[Description of the task]
Your task is to extract every entry that follows word for word while excluding the pictures.

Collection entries
--- BEGIN ---

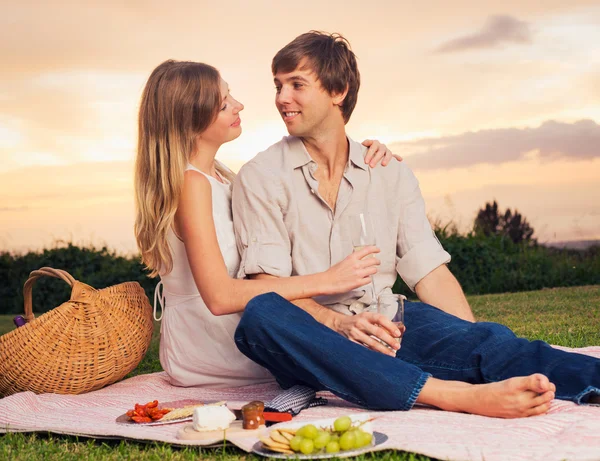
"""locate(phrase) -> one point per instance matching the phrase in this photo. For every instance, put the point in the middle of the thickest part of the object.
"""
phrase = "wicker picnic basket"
(86, 343)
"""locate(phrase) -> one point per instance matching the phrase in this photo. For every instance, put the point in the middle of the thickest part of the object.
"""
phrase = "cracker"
(270, 443)
(184, 412)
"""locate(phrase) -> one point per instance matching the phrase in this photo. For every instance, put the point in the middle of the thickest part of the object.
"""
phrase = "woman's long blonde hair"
(180, 100)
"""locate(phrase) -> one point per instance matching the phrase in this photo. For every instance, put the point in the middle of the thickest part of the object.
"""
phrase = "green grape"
(347, 440)
(342, 424)
(295, 443)
(307, 446)
(321, 439)
(363, 438)
(308, 432)
(332, 447)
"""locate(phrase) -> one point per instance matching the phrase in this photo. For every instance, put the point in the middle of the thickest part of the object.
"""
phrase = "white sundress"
(196, 347)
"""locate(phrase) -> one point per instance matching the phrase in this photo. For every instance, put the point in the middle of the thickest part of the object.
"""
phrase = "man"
(289, 205)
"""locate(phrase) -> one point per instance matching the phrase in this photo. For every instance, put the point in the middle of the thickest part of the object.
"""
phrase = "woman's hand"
(361, 327)
(378, 152)
(353, 272)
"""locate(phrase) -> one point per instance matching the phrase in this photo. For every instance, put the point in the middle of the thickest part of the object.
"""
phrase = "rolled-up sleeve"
(261, 236)
(418, 251)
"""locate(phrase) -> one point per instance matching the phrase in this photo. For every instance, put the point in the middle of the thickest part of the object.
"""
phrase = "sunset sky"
(485, 100)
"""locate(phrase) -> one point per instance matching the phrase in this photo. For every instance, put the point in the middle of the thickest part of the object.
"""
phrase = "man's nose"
(284, 96)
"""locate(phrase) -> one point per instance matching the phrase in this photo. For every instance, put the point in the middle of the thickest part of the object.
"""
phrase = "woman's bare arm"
(225, 295)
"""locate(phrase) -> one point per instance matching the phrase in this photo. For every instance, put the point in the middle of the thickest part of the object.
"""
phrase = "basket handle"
(33, 276)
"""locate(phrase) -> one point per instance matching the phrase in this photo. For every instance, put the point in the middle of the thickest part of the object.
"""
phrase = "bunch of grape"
(343, 436)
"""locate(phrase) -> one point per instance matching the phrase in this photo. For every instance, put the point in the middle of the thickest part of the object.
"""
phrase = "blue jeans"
(297, 349)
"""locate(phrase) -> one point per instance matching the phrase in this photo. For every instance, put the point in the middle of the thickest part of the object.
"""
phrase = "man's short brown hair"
(330, 57)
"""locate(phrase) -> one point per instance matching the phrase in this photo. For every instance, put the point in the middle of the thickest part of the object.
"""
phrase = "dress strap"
(159, 296)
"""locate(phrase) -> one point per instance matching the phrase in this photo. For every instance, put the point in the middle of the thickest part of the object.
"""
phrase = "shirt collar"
(299, 156)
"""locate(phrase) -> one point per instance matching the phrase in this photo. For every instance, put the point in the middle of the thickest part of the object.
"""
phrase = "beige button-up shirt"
(283, 227)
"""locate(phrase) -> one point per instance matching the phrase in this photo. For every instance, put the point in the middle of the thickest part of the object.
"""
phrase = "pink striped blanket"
(567, 432)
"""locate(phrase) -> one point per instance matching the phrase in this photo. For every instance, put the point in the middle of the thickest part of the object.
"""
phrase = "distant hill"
(574, 244)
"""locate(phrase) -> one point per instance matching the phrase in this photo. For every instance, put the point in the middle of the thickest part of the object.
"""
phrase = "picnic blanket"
(567, 432)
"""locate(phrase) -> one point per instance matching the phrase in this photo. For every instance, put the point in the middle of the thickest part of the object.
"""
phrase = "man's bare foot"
(512, 398)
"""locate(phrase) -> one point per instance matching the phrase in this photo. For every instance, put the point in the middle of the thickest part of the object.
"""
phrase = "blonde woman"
(184, 228)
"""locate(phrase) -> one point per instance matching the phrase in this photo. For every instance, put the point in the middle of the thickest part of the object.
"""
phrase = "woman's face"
(227, 125)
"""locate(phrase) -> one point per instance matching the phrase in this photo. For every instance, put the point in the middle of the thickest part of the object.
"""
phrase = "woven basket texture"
(86, 343)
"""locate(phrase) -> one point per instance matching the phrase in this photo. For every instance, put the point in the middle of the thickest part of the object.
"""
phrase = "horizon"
(495, 101)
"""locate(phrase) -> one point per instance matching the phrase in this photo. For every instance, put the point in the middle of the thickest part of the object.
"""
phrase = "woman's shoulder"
(195, 185)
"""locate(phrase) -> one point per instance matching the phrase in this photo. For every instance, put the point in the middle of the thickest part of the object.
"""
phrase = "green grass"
(563, 316)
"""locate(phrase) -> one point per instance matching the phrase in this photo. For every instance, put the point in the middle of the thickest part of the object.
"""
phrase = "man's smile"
(289, 115)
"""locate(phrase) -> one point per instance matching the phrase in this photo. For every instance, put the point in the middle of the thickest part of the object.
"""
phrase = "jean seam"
(416, 391)
(438, 365)
(590, 390)
(255, 345)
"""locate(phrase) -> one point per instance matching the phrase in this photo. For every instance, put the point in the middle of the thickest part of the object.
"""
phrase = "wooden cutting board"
(187, 432)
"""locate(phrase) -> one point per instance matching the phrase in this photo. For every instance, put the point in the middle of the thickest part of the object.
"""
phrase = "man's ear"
(338, 98)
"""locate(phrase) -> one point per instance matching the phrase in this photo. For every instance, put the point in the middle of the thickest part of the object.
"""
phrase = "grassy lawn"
(563, 316)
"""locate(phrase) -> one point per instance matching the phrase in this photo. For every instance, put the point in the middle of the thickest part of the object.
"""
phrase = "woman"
(184, 228)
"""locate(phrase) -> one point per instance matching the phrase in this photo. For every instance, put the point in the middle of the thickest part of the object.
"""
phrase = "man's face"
(305, 106)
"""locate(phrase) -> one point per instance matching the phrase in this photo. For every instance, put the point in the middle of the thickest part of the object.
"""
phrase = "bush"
(481, 264)
(495, 264)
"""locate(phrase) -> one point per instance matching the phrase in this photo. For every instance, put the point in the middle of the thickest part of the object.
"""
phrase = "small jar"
(252, 415)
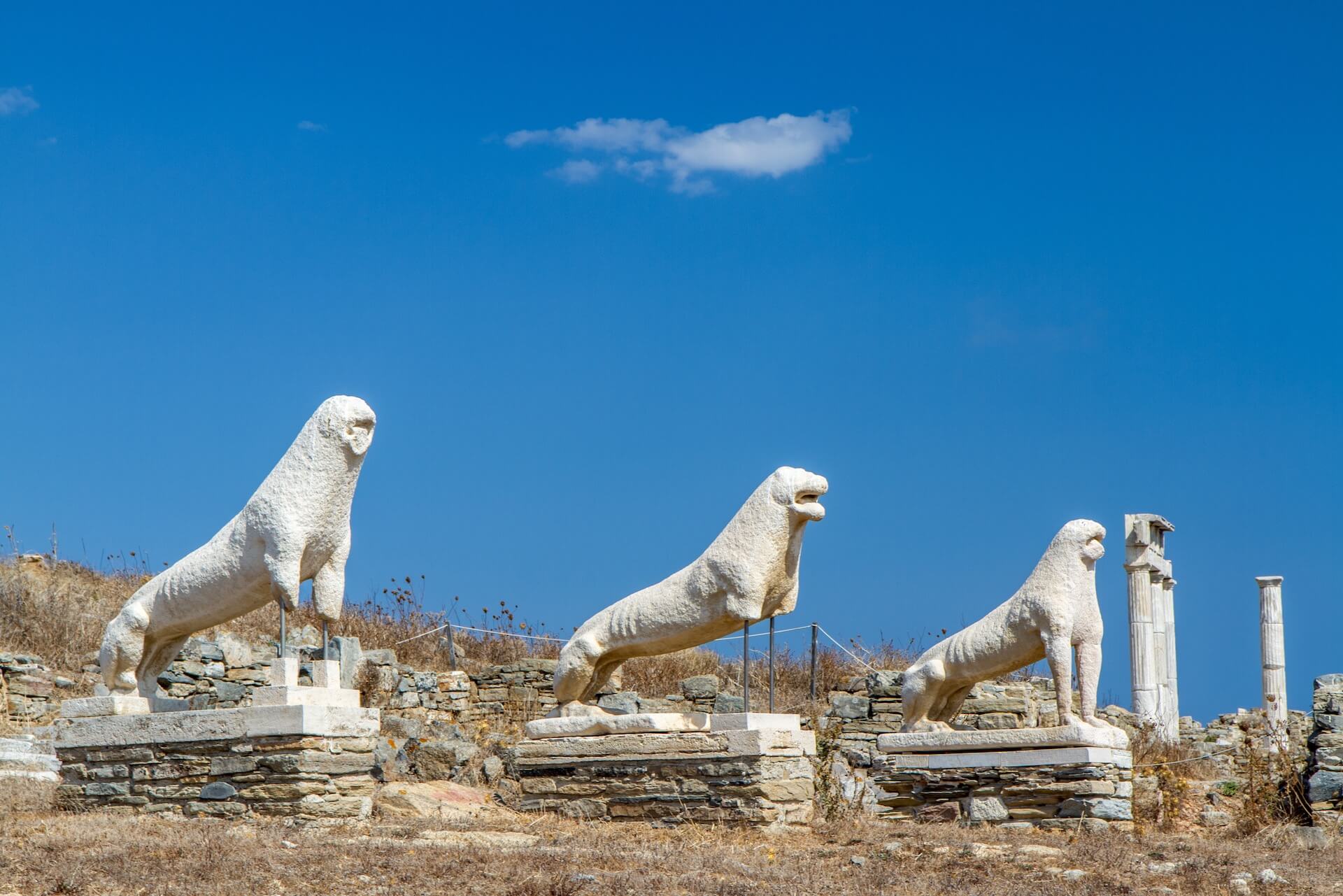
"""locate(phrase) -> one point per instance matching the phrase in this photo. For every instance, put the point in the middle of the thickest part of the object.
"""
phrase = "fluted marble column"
(1172, 676)
(1274, 653)
(1141, 643)
(1150, 623)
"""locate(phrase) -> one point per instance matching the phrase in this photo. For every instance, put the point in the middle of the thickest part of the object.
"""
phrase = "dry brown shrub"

--- END ---

[Response to the task]
"""locate(phrase) -> one point per instance matching the phrase in this photo. For every instance, put the point in the middle of the thickest part of the object.
"""
phrase = "wicker picnic basket"
(86, 343)
"""locate(phrase) -> one point per instance matching the phrase in this photo. For every instance, put the point in the middle of the thickest part of the object.
"""
phrase = "cracker"
(270, 443)
(184, 412)
"""locate(phrase) -> one point per instance matching the phrase in this photo. For every instance, put the point in the middle of the thickest part of the object.
"""
phrase = "woman's long blonde hair"
(180, 100)
"""locate(phrase) -> one point per instance matching the phrase in this photo. For every instance, put the point in the middle of the thickest part of the object.
"""
phrase = "green grape"
(347, 440)
(342, 424)
(295, 443)
(307, 446)
(321, 439)
(363, 438)
(308, 432)
(332, 447)
"""locate(phrase) -> one point per instance matching the phrase in this photo. For every instance, put the point in the middle of the thickest part of the object.
"""
phrase = "white sundress"
(196, 347)
"""locate(phrase) -> one point per instance matching the phrase in this photo. For every instance, put the point in the middle of the thickest part of the object.
"""
phrase = "man"
(289, 205)
"""locate(phrase) -> one point per instance matching the phrase in this photo. For every instance, put the point in the middle of the thickest part of the object.
"""
phrase = "woman's hand"
(361, 327)
(378, 152)
(353, 272)
"""locate(phrase) -> one point per instance matching the phrase in this photo. For every instance, put the point in the middle of the thickest part of the object.
"""
phrase = "rolled-up sleeve"
(261, 236)
(418, 251)
"""locate(phrase) -> one point per instance matching the phrase in this photo. For every instance, put the point in the middle of the thickest part of the object.
"""
phrase = "sunset sky"
(485, 100)
"""locate(phrase) -> one point per instance matching the phrase in this photo. For every instance, put the point in the middle of the thickest part of the object.
"""
phrase = "man's nose"
(284, 96)
"""locate(phrase) -> one point per instance matching the phrase in this photo. For every instance, put the point in the middle of the thickest part of the object.
"""
phrase = "woman's bare arm"
(225, 295)
"""locate(phrase) -> one point per instance matching the phrase in this photo. For every instance, put the point in the middle of the thickest part of the object.
"""
phrase = "basket handle"
(33, 276)
"""locate(phrase) -> one point per instance matching the phrase in this photo. For every instance, put the point in the middle of the thickest part of the object.
"""
phrase = "bunch of grape"
(343, 436)
"""locate(phrase) -> one point per instance matching the phrase in this photo. For every instance, put the point in the middle of the thickest part of the object.
"""
phrase = "blue jeans"
(297, 349)
"""locate(phrase) -> one point per instance matching the phrase in this photo. For every instance, put the point in the middle of the thickest part of the object.
"""
phrase = "man's short brown hair"
(330, 57)
"""locate(phrase) -> one point per instance matching the phrase in this photo. For every instance, put the point in the middle of the thickest part of the object.
"""
phrase = "dress strap"
(159, 296)
"""locate(phrase) -> one point per instance matching the phrase in this photo. For every instance, put the point in the middle of the thickest part of the object.
"""
phrase = "shirt collar"
(299, 156)
"""locate(phrase) -> one point per instance matching the phrase in this photo. For every instance, put the point in the middle of the thickest part of the object.
"""
phrase = "beige button-up shirt"
(283, 227)
"""locate(phrase) -> one point per instance matching the phrase in this photo. For every instance, put the point in the middle of the thickest part of the object.
"""
phrase = "pink striped blanket"
(567, 432)
"""locate(phrase) -> one point per instance matching the phrase in this photo. For every instance, put the point in the middle of the thickest part of the object.
"""
phrase = "distant hill"
(574, 244)
"""locate(phrase) -> one point per instance matching the phrase in this photo. For every instance, put the point in the middle of the thickest part of the object.
"""
phrase = "picnic blanket"
(567, 432)
"""locate(phrase) -> one point per instance matching the phrase in this photo. For every instance, put the point in the middle of the thickest part of the object.
"""
phrase = "man's bare foot"
(512, 398)
"""locate(phrase) -> one point per instance matching the phrase in this photo. For every instance, put the point in the middle of the thickest part of the object.
"""
phrase = "blonde woman"
(184, 228)
"""locate(phrase) -> one point per instance matching the phrase in this photo. For every instance, put the point in the middle of the thickest part of the object.
"""
phrase = "woman's face"
(227, 125)
"""locate(phrase) -> one point per instance matching the phrase in this photo. For every instance, put the point in the middle of the thickest part of the object.
"""
phrase = "woven basket texture"
(86, 343)
"""locate(phrase) -> one point per instance matching the phrase in this photo. For every instance, put the point in the middle of the thickest part of the object.
"""
phrase = "horizon"
(495, 101)
"""locate(phrase) -> one point per instance matching the phrase in this photo. For every instance, put the point in the middle of the thickest part of the object.
"""
phrase = "woman's shoulder"
(195, 185)
"""locate(phrase) -> one point per instance matching the phrase in this photo. For every instance, put the point in the middle of the thickest part of the object.
"""
phrase = "green grass"
(563, 316)
"""locate(phrase) -> one point per instance matching the phrase in this photo. For every instance, put the point in the middle of the thickest part of the object.
"""
phrase = "man's smile"
(289, 115)
"""locate(phrase) -> one point per instance matching the phrase in this photo. For every instance, put the point in the middle of the thickest part of the object.
"""
phrase = "jean seam"
(416, 391)
(438, 365)
(590, 390)
(255, 345)
"""locate(phrase) -> one point per instance matching the phrase in this photo. For every instance, put the point in the middle of the thickest part of the object.
"""
phrase = "wooden cutting board"
(187, 432)
"""locate(phrase) -> one point per instance matching the phrase in this photo. For every instance, put the point in the middle of the thickest part of the object.
"""
phrase = "man's ear"
(338, 98)
"""locate(phrase) -> one point per instance matching the phrase in this photo. For every instance, put the point in the middle of the thickest part of the object.
"""
phrase = "grassy lawn"
(563, 316)
"""locate(phrase) -> one point per instance matching the phrase in this photo. For every instance, put the point in the middle of the thickest part of the object.
"""
phrase = "woman"
(184, 228)
"""locate(phrase) -> one point per instance matching the phrase in this photo. For every instance, put the point in the middle of the thickest part of the object.
"""
phrase = "man's face"
(305, 106)
"""locate(phrase) -> one point per instance matching the phrase in this photo. For every instance, put the point in the middle of the thickest part of the object.
"""
phrase = "bush"
(481, 264)
(495, 264)
"""locate(phrase) -> one point per instance matching the phrase in this photo. For every instance, put the point in the middle of the thickest part of the object.
"""
phrase = "small jar"
(252, 415)
"""locate(phrase) -> one point per instance matching the phrase in this photo. For every instance, put the point in the middle of the thickest part of the object.
"""
phrase = "fluted marble column"
(1172, 676)
(1274, 653)
(1141, 643)
(1150, 623)
"""locate(phrase) -> one point per instance matching the phrase in this photo. For every instance, put the point in the middle of the thickest part of the object.
"""
phrase = "dry brown shrub"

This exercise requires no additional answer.